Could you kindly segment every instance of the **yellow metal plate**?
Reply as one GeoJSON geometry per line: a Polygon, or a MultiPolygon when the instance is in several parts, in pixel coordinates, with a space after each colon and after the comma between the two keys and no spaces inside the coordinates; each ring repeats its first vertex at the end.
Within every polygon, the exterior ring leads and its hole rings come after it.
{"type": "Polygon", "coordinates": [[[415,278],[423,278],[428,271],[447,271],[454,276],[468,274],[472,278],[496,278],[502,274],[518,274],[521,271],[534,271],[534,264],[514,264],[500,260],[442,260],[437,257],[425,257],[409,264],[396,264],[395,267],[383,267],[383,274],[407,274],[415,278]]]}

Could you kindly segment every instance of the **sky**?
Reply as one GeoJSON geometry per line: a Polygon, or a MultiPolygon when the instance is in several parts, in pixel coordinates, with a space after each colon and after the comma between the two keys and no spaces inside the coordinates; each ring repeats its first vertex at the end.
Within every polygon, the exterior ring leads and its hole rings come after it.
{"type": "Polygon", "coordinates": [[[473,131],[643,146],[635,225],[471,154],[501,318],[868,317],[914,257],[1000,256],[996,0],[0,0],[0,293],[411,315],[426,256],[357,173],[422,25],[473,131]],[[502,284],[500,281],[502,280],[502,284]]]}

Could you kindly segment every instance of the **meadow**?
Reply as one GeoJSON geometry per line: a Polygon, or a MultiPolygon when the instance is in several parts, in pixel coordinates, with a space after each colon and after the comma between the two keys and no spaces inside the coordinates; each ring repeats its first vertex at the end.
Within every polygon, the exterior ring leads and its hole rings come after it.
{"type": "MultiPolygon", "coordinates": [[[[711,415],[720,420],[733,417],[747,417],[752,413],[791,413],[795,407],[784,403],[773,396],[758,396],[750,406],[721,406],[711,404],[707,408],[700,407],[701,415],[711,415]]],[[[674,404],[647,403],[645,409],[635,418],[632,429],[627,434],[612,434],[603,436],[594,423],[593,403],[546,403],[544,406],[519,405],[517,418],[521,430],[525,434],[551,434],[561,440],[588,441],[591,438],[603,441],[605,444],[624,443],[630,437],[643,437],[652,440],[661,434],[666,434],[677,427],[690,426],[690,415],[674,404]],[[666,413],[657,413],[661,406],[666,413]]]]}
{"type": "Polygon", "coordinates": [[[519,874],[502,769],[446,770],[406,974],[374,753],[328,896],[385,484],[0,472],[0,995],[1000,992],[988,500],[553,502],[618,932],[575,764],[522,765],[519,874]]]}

=======

A single number, please: how many lines in the data above contain the string "kindly"?

[Solution for this exercise] 3